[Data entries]
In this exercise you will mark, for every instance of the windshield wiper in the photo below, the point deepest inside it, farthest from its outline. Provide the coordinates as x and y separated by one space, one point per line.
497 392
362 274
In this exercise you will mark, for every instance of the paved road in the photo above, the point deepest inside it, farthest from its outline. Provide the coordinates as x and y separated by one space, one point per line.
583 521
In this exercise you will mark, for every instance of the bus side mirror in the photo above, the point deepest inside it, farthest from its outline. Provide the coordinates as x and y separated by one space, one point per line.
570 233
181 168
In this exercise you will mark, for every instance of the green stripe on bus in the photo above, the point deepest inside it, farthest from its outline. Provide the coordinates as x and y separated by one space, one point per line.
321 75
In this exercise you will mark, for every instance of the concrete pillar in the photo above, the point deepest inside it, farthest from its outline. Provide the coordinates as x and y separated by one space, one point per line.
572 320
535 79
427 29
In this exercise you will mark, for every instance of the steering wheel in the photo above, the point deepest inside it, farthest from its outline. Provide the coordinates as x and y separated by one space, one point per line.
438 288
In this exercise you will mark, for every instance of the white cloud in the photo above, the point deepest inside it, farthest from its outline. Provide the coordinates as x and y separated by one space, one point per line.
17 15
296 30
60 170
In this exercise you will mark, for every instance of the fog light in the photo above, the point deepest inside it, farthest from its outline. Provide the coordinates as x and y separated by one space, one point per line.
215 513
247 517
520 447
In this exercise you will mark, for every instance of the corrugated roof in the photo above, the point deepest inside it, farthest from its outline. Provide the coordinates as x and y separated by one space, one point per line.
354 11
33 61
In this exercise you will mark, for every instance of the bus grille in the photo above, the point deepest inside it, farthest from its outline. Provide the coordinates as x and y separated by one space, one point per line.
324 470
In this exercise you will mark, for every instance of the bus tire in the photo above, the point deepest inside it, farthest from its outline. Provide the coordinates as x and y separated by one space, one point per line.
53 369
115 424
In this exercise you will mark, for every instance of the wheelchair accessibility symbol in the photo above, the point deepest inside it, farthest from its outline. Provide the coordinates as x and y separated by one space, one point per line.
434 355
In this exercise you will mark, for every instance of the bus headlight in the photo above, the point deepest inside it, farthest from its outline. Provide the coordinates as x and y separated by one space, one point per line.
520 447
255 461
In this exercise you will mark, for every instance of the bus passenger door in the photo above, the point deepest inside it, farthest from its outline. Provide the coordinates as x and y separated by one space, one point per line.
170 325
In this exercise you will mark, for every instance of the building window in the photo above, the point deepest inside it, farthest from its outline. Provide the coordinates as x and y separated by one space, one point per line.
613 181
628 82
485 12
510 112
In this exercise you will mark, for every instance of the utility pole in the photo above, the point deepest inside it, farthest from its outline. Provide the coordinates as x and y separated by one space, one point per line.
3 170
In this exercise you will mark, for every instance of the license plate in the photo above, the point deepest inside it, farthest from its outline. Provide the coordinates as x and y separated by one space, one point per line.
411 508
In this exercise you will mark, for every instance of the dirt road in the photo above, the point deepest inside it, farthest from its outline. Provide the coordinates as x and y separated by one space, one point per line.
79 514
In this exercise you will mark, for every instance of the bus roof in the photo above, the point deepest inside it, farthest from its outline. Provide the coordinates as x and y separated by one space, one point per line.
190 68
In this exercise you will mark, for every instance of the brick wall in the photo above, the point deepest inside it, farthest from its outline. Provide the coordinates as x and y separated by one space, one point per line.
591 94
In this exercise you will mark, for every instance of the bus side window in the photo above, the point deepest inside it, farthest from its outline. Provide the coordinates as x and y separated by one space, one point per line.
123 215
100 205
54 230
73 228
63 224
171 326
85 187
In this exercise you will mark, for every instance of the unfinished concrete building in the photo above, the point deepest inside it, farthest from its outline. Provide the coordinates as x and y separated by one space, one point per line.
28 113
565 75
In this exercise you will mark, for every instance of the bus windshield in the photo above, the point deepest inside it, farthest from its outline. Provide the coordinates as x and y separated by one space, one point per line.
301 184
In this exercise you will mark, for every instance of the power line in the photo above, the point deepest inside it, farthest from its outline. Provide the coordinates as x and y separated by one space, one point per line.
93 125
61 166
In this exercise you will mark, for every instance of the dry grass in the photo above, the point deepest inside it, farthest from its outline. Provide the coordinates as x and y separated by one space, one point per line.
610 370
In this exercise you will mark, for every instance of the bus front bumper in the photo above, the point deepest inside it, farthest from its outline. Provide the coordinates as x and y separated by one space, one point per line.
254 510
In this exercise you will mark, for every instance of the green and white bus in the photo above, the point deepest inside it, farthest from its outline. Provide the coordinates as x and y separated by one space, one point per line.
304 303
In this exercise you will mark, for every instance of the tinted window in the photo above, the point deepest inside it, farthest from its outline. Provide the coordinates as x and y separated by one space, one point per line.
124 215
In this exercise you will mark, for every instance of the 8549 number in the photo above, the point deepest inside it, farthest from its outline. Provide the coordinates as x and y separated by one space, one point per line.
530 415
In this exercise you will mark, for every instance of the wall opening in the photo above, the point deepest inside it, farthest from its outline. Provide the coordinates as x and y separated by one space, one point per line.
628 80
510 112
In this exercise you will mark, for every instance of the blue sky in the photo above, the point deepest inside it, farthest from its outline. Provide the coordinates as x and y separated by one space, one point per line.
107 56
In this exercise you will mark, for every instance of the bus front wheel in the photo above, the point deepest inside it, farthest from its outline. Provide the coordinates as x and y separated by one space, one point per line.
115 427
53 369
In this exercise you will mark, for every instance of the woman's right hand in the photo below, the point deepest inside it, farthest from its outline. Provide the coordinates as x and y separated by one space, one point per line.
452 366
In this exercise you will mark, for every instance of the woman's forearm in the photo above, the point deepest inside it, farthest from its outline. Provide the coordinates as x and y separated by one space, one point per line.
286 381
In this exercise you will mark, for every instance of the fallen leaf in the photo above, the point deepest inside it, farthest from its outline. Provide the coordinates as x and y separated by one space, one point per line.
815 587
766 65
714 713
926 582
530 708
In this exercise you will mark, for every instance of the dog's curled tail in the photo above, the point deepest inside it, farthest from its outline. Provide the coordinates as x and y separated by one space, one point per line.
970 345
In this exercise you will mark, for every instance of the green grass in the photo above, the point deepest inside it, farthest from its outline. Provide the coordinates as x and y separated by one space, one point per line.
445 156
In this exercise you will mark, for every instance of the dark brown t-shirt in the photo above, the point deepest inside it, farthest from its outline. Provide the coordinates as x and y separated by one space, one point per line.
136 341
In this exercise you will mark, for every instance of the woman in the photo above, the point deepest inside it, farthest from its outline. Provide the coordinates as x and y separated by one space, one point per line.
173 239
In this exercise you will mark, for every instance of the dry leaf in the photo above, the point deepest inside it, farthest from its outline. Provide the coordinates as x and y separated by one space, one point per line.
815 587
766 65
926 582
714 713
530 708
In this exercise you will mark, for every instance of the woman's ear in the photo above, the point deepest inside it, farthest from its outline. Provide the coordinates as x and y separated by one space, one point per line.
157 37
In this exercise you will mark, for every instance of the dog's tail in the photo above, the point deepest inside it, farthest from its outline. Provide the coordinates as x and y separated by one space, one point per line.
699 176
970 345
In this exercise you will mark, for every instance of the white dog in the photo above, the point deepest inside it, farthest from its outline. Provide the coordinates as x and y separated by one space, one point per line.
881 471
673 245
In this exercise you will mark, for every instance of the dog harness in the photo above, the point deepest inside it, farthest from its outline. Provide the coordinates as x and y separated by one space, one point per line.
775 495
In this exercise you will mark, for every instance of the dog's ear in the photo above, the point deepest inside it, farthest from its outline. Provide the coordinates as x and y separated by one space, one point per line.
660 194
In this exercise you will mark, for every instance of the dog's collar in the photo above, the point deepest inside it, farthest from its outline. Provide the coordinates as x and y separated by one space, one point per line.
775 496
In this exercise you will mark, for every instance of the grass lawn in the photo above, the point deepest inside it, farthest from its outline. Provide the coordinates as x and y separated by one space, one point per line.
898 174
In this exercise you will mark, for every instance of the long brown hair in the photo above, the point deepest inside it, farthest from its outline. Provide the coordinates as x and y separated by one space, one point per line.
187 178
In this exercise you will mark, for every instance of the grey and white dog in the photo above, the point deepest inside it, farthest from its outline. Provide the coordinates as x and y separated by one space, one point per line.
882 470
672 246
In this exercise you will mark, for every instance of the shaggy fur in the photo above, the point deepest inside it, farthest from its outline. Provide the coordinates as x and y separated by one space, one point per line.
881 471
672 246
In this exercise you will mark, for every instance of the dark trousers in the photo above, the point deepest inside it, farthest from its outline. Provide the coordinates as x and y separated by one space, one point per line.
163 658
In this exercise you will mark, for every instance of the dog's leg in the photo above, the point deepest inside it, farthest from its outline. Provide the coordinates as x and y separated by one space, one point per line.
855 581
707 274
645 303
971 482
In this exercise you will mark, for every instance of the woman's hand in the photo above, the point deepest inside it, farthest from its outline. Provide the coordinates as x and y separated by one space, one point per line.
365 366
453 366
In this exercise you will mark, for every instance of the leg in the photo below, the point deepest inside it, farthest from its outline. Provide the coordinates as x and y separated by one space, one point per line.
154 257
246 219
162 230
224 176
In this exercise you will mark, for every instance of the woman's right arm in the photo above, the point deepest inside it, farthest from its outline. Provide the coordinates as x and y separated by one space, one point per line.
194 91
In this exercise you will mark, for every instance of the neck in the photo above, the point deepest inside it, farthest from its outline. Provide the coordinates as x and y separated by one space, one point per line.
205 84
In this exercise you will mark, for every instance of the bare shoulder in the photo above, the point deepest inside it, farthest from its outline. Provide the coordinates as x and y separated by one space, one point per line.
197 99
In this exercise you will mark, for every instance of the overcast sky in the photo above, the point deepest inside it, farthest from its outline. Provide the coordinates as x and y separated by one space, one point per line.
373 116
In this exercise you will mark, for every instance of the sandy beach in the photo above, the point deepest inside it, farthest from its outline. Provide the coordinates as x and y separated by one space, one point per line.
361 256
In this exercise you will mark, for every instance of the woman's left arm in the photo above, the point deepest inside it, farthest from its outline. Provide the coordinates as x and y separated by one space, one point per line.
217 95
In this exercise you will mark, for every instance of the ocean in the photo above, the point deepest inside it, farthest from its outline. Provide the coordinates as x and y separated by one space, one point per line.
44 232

**Task details**: Repeat, without changes, every line from the one that contains "of the sandy" through the final line of the data.

**Answer for the task**:
In this exercise you will mark, for every instance of the sandy beach in the photo above, the point deepest inside it, farthest from its outline. Provide the coordinates as x and y separated by one space, one point per line.
361 256
In this exercise you will mark, for every instance of the woman's left arm in the photo above, the point deepest inside it, farthest from its outline. Provide the coordinates as x and y separated by one space, one point per line.
217 95
In this exercise you will mark, for every instance of the ocean in the photo above, the point deepest inside it, farthest from its outline. Provide the coordinates as x and y separated by one space, one point per line.
44 232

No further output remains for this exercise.